start Task input

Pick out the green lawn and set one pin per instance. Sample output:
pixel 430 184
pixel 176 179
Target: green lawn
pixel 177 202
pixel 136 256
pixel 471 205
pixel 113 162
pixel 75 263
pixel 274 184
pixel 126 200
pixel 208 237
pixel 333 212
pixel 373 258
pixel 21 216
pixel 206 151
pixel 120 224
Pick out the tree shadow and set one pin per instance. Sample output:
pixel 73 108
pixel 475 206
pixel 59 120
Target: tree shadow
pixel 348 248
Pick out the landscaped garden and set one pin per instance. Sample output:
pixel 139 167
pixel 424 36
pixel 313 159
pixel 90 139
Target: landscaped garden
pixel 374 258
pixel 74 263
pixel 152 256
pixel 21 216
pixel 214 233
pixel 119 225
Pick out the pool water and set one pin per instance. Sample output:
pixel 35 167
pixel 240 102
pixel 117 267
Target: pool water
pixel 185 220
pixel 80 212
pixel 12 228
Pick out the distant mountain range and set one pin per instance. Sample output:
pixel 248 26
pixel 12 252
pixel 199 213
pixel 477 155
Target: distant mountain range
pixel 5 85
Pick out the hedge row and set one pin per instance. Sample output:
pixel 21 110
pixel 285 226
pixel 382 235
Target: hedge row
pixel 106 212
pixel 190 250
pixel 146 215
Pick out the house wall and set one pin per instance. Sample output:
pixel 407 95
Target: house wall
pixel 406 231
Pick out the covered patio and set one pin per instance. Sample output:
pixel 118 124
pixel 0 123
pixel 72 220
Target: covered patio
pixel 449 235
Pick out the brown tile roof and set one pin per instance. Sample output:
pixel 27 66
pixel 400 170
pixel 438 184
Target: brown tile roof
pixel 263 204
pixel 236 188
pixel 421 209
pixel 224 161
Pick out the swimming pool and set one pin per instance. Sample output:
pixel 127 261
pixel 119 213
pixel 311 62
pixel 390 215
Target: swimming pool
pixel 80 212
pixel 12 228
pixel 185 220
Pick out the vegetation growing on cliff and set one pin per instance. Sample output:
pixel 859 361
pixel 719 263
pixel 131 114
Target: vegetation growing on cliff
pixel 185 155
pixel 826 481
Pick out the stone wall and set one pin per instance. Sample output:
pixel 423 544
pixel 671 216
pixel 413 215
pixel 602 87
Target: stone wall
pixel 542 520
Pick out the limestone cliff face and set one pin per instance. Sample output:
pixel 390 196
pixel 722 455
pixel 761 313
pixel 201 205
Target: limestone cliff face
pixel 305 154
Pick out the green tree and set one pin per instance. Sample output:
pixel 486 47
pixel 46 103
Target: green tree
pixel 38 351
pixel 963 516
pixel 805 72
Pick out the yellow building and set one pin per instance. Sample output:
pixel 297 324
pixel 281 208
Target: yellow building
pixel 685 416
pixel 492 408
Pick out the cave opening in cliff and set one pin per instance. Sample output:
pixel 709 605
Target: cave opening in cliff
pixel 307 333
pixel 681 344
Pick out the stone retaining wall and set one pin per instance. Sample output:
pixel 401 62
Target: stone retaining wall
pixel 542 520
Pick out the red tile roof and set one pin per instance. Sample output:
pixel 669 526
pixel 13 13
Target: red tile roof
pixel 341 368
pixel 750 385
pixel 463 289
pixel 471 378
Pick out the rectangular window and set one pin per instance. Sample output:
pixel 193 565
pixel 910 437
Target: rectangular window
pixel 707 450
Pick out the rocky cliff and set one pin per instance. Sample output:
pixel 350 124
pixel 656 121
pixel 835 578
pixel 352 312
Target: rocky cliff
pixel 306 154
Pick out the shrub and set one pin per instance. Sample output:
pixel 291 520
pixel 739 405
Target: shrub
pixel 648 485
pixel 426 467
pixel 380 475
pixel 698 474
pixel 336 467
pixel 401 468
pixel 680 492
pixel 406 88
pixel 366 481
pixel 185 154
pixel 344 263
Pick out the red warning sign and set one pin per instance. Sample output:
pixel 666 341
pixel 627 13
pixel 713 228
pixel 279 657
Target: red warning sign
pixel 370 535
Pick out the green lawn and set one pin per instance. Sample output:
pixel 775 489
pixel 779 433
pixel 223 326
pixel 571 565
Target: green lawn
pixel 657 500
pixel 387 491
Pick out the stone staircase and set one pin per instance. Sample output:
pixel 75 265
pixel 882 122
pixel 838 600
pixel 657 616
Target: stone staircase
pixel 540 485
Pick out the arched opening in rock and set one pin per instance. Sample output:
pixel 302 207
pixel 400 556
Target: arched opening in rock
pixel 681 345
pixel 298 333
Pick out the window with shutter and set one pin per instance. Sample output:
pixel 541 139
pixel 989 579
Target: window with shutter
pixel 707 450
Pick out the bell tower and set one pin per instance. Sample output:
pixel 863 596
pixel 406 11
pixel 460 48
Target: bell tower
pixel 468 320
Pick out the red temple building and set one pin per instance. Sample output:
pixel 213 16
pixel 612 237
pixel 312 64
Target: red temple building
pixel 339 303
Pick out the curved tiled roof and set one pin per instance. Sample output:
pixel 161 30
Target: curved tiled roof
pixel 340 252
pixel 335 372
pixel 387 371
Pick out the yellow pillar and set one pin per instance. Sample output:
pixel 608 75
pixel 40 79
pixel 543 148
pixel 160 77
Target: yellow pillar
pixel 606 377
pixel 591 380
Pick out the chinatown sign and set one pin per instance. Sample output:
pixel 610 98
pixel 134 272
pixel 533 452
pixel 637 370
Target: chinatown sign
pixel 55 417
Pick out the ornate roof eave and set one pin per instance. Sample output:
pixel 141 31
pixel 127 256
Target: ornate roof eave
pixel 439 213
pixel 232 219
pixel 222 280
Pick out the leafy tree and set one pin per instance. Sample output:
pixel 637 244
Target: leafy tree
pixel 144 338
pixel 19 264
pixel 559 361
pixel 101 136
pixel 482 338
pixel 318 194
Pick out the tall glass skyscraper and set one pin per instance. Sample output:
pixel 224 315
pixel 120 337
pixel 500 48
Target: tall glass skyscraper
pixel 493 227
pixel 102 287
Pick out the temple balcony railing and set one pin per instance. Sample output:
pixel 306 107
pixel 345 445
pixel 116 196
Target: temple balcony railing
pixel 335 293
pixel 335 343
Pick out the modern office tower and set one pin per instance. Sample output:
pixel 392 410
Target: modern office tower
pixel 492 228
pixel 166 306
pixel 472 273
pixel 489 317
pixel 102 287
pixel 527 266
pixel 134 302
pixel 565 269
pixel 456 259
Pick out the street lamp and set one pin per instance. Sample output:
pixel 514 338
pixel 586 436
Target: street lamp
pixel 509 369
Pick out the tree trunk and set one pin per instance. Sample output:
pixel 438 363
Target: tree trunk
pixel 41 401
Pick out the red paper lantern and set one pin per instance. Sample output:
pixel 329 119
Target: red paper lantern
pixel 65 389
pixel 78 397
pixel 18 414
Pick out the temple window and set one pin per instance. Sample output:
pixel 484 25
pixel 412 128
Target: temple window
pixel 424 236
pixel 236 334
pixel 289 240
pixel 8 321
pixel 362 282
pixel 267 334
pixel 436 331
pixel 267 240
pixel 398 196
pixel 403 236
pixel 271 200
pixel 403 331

end Task input

Copy out everything in the data from the line containing "Pick out the red paper" down to the end of the data, without changing anything.

Pick out the red paper lantern and set one pin per instance. Sample output:
pixel 329 119
Target: red paper lantern
pixel 65 389
pixel 78 397
pixel 18 414
Pick out the temple window and set one pin per instance. Sample output:
pixel 484 25
pixel 412 128
Target: temple window
pixel 424 236
pixel 236 334
pixel 289 240
pixel 8 321
pixel 362 282
pixel 267 334
pixel 436 331
pixel 267 240
pixel 398 196
pixel 403 236
pixel 271 200
pixel 403 331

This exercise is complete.